(Extract provided Opens)
As a result, Vanderbilt made a $10 million investment, through the university’s brain institute, to research mental illness and develop new treatments.
Zeppos said Vanderbilt has added offerings to provide “a much more holistic approach” for students. The university launched a new student care hub in July giving students one destination for a wide spectrum of treatment options, from crisis response and counseling to preventative measures, including meditation and yoga.
Student leaders including Roth, the Vanderbilt senior, are pivotal in the process, spearheading their own programming and pushing the administration to deal with complaints, including long wait times at the counseling center.
A student government committee on health and wellness supports peer-led efforts, including programming that encourages fraternity and sorority members, as well as students in other groups, to discuss mental health.
“A lot of students, including my friends, weren’t really aware of the resources available,” Roth said. “I realized there’s probably groups of people on campus who don’t have those people they can go to to talk about it.”
Zeppos repeatedly stressed the importance of getting to those pockets of students — as well as training professors and staff — to push past discomfort and help one another.
“These struggles are the very reason people can’t lift themselves off a chair, off a bed and seek help,” he said. “They can be successful if we are their partner in providing the best care.
“That’s just a big thing to take on.”
Paul McAnear, director of the student counseling center at the University of Tennessee’s flagship campus in Knoxville, said the rapid influx of students seeking care probably didn’t reflect a new wave of mental illness. Instead, he said, it shed light on a crisis that had been overlooked for years.
Since he started at UT in 2010, the number of students seeking care has nearly doubled. By January, UT will expand its counseling staff to 14, but he estimated the university is still four staffers short of covering the need.
“We just didn’t know how much need there was out there until we started asking students to come in,” he said. “For every staff increase we had an increase in demand.”
NEW CHALLENGES ON CAMPUS
The latest generation of college students brings some challenges that are unique. McAnear said an increase in the availability of financial aid and other support has made it possible for homeless students to come to campus.
(Extract provided Closes)
(Given entries Opens)
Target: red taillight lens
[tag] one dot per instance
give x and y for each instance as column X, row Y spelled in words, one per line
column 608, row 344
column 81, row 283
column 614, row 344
(Given entries Closes)
**Tasks and exercises:**
1 > Decide whether each statement agrees with the article on campus mental health. For each, answer yes or no and quote the words of the article that settle it. (a) Vanderbilt's new student care hub opened in July. (b) McAnear said the rapid influx of students seeking care probably reflected a new wave of mental illness. (c) McAnear estimated that UT will fully cover the need once its counseling staff reaches 14.
2 > Transcribe the stretch of the article on campus mental health from "As a result, Vanderbilt" through "develop new treatments.", keeping every word and mark as it appears.
3 > Go on with the article on campus mental health, starting after its last sentence.
The material above stands apart from the article on campus mental health.

**Your written answers:**
1 >
(a) Yes: "The university launched a new student care hub in July"
(b) No: "the rapid influx of students seeking care probably didn’t reflect a new wave of mental illness"
(c) No: "he estimated the university is still four staffers short of covering the need"

2 >
As a result, Vanderbilt made a $10 million investment, through the university’s brain institute, to research mental illness and develop new treatments.

3 >
Until recently, students with problems of that magnitude were unheard of in his office.
“I don’t think people have a clue what some students are dealing with on a day-to-day basis while they’re going to college,” McAnear said. “In previous generations those students didn’t go to college.”
Roy agreed advancing treatment was one of several factors contributing to the increase in need.
She also said social media and “a bombardment” of increasingly acrimonious internet content had created “a perfect storm that increases anxiety levels” among young people coming of age in an era of constant stimulation. Colleges also have seen anxiety overtake depression as the top reason students ask for help.
And some students, Roy said, arrive on campus after sheltered childhoods that left them “ill equipped” to handle day-to-day disappointments.
“We don’t teach them how to deal with difficult feelings,” Roy said.
As a result, she said, it was incumbent on campuses to offer a wide range of offerings to help students develop more emotional grit.
“Students [must] feel that there’s no wrong door to walk through in order to get support,” she said.
Staff members including McAnear have tried to get ahead of the swell by partnering with other offices to create more preventative entry points for students, such as emotional support dogs during exam weeks and online self-help offerings.
Roth, the Vanderbilt student, said she’s hopeful colleges will continue to expand their offerings and that families will encourage students to consider therapy or other treatment options.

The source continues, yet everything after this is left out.